======== Records for the task ========
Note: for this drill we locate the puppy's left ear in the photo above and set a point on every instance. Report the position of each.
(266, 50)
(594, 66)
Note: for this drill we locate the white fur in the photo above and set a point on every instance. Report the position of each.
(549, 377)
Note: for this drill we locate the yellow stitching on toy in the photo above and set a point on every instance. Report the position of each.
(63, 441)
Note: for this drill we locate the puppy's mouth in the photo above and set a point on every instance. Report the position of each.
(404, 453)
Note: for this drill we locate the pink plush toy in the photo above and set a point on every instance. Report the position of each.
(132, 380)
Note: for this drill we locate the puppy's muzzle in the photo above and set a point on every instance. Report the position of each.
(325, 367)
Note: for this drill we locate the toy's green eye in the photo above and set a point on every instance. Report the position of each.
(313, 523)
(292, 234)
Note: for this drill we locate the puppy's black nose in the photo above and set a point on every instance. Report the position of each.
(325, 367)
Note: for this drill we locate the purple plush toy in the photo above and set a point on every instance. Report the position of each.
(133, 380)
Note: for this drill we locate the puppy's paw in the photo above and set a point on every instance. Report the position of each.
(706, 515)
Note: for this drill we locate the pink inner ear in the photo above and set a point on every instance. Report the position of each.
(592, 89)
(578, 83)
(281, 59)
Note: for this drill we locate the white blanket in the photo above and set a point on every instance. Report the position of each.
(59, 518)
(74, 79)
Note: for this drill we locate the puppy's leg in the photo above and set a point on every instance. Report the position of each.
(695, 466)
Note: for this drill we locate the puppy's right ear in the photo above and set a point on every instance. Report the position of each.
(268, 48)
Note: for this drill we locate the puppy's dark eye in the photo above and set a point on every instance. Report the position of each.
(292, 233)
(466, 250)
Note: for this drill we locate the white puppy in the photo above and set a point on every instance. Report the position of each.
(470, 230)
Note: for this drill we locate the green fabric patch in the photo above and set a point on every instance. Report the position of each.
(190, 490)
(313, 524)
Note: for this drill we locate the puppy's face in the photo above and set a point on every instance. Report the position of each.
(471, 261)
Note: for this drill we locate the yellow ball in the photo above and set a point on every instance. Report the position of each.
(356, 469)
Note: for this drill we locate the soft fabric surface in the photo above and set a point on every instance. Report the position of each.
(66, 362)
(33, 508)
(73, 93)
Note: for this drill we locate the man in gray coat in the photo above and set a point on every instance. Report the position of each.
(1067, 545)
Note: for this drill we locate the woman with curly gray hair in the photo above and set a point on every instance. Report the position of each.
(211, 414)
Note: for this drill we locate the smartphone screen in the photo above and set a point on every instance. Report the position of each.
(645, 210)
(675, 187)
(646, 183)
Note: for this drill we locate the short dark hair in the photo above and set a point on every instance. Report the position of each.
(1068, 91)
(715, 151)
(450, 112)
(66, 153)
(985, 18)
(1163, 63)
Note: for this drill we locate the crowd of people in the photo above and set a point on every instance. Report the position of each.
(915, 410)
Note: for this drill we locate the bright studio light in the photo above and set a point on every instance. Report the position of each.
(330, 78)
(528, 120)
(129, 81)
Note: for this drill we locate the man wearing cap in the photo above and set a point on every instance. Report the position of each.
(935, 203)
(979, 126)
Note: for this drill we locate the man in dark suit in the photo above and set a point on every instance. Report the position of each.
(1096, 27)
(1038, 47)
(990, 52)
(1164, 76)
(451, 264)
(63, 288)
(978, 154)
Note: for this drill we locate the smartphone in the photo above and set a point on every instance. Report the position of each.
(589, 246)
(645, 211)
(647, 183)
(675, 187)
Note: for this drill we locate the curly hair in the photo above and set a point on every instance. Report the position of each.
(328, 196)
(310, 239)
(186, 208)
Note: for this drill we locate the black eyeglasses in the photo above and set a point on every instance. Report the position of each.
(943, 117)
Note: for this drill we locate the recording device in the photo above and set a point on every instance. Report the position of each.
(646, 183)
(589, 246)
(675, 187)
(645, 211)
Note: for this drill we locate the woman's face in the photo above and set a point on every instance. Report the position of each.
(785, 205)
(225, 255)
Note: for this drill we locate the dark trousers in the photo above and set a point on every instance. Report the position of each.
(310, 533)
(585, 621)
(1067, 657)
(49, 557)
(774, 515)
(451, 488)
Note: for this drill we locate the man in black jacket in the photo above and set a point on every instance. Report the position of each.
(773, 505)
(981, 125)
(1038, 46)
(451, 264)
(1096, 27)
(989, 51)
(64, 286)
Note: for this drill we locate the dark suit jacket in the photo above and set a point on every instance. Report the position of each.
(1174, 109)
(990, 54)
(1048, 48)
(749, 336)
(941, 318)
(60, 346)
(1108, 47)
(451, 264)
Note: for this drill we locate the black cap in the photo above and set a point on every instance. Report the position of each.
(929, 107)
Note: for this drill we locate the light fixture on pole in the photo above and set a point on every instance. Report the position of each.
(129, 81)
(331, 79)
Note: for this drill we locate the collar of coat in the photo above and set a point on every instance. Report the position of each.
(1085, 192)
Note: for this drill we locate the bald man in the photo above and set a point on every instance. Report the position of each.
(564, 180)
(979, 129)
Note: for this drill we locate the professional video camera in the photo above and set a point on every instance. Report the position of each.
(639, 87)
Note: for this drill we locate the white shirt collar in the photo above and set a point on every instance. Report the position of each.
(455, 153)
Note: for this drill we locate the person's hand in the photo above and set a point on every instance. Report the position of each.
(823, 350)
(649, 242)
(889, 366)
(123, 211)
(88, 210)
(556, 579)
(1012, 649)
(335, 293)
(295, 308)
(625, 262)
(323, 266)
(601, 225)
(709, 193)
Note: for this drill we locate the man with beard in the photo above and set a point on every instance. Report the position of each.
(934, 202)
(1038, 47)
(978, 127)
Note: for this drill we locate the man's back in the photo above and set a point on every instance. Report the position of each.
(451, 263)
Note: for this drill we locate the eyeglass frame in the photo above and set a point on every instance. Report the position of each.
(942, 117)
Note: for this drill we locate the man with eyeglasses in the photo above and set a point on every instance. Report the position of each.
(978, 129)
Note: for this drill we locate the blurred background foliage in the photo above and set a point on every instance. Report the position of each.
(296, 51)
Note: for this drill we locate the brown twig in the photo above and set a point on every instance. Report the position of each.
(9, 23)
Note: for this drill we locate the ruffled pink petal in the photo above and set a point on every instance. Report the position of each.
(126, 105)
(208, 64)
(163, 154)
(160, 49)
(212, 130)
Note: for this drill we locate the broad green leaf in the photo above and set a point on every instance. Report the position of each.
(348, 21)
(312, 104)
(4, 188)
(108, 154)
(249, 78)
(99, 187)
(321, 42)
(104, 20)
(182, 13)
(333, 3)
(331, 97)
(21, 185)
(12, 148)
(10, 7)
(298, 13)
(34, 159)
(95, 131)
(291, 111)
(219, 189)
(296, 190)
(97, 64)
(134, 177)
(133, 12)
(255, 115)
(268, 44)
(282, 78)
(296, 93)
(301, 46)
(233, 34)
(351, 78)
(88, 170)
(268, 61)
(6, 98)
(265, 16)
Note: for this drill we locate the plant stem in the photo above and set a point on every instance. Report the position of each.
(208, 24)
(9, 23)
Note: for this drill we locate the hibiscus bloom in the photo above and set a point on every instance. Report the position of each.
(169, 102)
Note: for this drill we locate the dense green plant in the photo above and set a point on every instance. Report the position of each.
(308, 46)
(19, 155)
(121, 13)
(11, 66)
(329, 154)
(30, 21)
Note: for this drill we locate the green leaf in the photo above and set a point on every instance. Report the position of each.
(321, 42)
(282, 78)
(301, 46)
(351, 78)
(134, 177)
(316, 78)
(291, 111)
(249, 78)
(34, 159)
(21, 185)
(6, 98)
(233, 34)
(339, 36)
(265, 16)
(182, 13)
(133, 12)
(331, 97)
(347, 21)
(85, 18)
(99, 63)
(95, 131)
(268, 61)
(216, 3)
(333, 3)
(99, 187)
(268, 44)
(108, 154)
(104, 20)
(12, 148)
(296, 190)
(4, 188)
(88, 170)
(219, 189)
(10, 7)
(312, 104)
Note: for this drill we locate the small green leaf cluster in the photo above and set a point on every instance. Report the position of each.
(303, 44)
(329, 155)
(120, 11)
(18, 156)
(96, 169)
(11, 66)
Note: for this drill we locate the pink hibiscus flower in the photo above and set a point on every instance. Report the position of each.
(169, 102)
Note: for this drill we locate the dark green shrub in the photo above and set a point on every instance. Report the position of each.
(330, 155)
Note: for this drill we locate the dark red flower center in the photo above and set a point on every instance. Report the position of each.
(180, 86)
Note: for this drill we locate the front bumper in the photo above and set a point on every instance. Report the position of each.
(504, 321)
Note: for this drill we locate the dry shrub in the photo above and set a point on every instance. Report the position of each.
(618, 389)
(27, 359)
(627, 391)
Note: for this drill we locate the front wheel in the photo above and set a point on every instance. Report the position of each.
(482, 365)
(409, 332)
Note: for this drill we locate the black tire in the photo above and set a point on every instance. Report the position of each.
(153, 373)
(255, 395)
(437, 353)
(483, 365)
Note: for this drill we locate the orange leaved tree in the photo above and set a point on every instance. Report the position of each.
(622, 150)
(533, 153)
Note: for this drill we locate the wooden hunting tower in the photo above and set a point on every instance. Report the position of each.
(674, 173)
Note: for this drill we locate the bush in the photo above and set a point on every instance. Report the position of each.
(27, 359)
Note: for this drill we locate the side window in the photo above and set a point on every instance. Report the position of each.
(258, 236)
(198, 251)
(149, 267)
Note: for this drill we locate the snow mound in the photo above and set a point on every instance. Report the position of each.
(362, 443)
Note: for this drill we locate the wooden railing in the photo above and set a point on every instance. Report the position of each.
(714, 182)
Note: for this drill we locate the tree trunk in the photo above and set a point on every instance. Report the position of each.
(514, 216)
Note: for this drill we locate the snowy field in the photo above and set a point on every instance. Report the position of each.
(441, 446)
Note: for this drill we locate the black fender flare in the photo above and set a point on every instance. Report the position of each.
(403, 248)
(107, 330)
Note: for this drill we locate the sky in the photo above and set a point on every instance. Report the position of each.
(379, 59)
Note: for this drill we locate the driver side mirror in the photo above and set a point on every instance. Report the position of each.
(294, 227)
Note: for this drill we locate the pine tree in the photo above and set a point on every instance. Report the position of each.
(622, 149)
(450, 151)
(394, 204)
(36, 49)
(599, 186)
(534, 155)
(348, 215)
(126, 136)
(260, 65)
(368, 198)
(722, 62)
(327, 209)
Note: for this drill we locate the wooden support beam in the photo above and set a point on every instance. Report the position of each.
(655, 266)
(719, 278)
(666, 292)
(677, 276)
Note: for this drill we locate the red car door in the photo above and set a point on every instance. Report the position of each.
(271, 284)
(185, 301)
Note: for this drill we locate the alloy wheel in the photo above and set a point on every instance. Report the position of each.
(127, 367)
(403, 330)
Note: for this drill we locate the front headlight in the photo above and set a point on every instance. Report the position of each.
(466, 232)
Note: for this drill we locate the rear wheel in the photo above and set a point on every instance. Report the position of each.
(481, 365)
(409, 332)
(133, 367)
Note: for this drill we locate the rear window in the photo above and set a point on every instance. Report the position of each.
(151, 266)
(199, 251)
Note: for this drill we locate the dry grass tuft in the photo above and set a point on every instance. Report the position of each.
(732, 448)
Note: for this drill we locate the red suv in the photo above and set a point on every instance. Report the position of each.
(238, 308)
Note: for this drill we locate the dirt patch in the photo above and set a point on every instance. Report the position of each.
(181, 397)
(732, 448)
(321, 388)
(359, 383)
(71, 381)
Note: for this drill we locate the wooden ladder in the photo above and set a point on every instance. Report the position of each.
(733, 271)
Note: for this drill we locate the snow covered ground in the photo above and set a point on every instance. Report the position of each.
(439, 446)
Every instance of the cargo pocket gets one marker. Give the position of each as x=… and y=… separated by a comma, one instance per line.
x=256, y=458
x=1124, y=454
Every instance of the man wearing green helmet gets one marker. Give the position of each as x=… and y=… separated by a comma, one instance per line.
========
▶ To do
Your reply should be a verbatim retyping of the lines from the one that holds "Note: for this drill we locate the snow covered" through the last line of the entries.

▶ Written answer
Note: for this drill we locate the snow covered ground in the photo above and set a point on every instance. Report the position of each.
(439, 446)
Every instance of the cargo pocket gets one marker. Give the position of each as x=… and y=… separated by a comma, one instance per line.
x=256, y=458
x=1124, y=454
Every instance of the man wearing green helmet gets one marker. Give the position of each as x=… and y=… separated by a comma, one instance per line.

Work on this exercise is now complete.